• [Problem]: Tally the lines in the listing below that contain the string "short", matching case exactly, and give only the number.

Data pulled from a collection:
------------------------------------------------------------------------

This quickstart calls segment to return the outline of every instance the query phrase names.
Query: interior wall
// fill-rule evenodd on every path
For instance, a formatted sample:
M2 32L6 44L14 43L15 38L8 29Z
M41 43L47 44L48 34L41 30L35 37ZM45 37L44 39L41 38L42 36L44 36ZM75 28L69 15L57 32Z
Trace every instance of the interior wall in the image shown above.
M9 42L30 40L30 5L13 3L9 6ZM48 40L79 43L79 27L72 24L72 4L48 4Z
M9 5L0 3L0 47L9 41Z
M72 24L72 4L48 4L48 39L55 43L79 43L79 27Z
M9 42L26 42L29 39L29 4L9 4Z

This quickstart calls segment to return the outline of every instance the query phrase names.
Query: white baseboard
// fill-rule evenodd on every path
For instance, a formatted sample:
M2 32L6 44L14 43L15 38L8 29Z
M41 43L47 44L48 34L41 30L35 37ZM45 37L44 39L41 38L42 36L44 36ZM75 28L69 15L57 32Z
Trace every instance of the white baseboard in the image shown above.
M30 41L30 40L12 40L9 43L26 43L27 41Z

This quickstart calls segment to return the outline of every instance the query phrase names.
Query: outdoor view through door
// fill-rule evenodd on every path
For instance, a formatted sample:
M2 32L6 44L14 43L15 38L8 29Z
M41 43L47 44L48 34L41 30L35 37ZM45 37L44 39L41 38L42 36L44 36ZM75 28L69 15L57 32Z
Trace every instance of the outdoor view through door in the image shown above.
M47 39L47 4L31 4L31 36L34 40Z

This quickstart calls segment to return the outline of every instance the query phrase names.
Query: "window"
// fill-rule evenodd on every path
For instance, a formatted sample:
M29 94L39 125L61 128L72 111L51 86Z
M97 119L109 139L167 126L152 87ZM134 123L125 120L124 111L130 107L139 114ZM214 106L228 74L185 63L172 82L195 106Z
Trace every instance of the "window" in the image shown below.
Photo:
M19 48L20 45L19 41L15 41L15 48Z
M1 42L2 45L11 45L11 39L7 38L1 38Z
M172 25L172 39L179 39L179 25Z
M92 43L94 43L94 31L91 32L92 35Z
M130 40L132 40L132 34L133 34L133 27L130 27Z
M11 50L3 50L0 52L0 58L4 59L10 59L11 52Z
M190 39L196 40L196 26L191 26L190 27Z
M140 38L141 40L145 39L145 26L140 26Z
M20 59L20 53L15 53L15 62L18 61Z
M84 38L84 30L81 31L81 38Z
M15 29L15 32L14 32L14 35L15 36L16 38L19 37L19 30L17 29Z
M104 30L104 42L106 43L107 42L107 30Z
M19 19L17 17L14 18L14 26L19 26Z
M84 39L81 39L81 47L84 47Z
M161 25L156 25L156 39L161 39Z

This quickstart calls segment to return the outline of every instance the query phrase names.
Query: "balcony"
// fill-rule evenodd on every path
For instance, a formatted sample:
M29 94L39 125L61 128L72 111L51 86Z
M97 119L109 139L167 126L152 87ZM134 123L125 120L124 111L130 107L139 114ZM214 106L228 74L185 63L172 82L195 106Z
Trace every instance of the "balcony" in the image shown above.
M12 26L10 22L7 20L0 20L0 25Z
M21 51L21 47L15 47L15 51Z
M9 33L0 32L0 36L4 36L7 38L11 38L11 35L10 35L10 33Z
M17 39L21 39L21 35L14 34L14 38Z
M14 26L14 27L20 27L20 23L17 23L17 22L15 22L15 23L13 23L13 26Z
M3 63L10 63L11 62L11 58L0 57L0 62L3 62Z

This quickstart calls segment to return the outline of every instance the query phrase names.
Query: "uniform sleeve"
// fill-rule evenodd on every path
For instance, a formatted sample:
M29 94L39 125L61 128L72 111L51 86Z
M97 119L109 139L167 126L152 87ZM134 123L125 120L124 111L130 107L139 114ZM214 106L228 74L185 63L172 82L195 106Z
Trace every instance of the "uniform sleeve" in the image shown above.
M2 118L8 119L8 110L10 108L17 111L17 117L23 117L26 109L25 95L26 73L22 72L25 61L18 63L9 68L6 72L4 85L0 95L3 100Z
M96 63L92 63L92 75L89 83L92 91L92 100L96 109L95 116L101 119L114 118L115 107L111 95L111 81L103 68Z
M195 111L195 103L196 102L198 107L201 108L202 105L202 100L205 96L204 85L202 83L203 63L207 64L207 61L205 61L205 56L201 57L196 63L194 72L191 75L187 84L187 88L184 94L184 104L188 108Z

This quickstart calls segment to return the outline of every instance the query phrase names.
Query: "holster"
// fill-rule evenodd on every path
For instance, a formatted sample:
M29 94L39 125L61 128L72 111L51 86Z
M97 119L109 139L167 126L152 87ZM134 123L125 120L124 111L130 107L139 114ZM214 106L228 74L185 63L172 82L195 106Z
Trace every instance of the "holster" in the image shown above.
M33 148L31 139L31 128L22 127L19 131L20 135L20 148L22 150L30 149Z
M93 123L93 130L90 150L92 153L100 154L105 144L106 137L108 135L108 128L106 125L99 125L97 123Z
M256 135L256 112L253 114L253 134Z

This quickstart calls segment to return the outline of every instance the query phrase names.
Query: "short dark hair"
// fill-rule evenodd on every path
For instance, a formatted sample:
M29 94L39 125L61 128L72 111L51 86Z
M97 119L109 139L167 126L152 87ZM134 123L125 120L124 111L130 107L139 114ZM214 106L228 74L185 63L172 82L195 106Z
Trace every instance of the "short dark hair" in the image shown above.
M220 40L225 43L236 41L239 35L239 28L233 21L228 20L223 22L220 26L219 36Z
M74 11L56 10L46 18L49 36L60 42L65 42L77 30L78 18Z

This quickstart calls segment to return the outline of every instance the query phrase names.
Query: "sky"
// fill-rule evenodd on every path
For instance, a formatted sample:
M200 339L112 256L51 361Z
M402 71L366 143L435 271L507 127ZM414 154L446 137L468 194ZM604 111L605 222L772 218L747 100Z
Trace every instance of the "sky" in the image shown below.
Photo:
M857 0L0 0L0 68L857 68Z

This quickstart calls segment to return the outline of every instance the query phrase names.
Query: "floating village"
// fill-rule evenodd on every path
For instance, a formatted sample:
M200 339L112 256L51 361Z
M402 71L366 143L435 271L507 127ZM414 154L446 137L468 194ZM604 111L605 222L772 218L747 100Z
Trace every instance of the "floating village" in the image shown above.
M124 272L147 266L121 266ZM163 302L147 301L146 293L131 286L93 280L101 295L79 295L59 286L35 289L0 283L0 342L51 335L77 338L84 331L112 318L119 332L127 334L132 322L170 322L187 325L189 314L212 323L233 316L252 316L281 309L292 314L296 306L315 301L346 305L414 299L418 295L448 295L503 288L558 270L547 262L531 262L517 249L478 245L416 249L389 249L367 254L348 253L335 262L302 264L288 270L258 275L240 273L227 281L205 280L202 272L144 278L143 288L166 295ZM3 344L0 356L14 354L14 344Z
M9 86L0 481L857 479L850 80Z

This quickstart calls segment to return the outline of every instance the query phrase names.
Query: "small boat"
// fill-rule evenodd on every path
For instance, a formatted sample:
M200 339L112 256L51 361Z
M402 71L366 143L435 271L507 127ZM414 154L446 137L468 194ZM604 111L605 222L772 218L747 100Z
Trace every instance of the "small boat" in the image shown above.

------------------------------------------------------------------------

• [Written response]: 2